SOURCE TEXT:
⟨

Air Sunshine is an airline based in the United States and in Puerto Rico. It operates scheduled service to and from San Juan and Vieques, Puerto Rico, St. Lucia, Anguilla, Dominica, Sint Maarten, Nevis, St. Kitts, Tortola and Virgin Gorda in the British Virgin Islands and Saint Thomas, US Virgin Islands. Its main base is Fort Lauderdale, with a Caribbean hub located in San Juan, Puerto Rico.

As of 1982 the airline considered Fort Lauderdale to be its corporate headquarters; however, the main base of operations is located in San Juan, Puerto Rico. Air Sunshine's website lists two separate post office boxes for contacts, one in Fort Lauderdale and another in San Juan.

Destinations
Air Sunshine operates a series of short routes between its destinations.

⟩

REQUIRED ACTIONS:
a. From the text about Air Sunshine, list the destinations it places in Puerto Rico or in the British Virgin Islands.
b. Copy out each line of the rows that contains the word "pixel".
The Air Sunshine text and the rows have no connection to each other.

ENTRIES PROVIDED:
⟨

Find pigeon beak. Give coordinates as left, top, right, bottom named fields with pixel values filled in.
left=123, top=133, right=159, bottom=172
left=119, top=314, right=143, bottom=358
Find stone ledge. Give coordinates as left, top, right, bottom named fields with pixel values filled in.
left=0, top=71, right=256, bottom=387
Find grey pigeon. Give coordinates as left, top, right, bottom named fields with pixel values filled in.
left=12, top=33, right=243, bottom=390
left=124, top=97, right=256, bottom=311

⟩
⟨

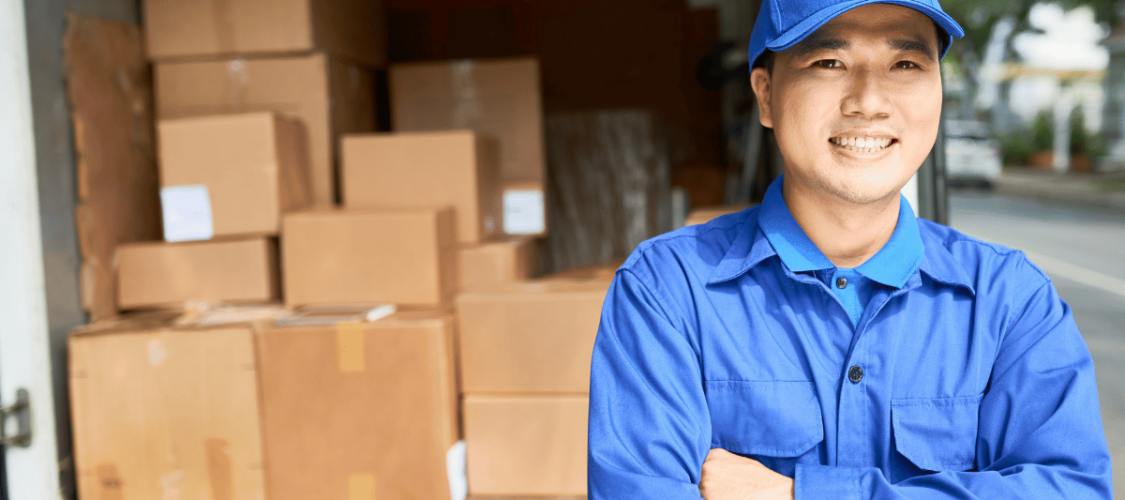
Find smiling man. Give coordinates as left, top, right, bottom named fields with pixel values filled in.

⟩

TASK-BY-TASK OUTPUTS:
a. San Juan, Vieques, Tortola, Virgin Gorda

b.
Find pigeon beak. Give coordinates as left, top, right, bottom named fields with pixel values filled in.
Find stone ledge. Give coordinates as left, top, right, bottom named fields with pixel values filled in.
Find grey pigeon. Give coordinates as left, top, right, bottom named fields with pixel values filled in.
Find smiling man. Give coordinates as left, top, right, bottom named fields with pixel values filled in.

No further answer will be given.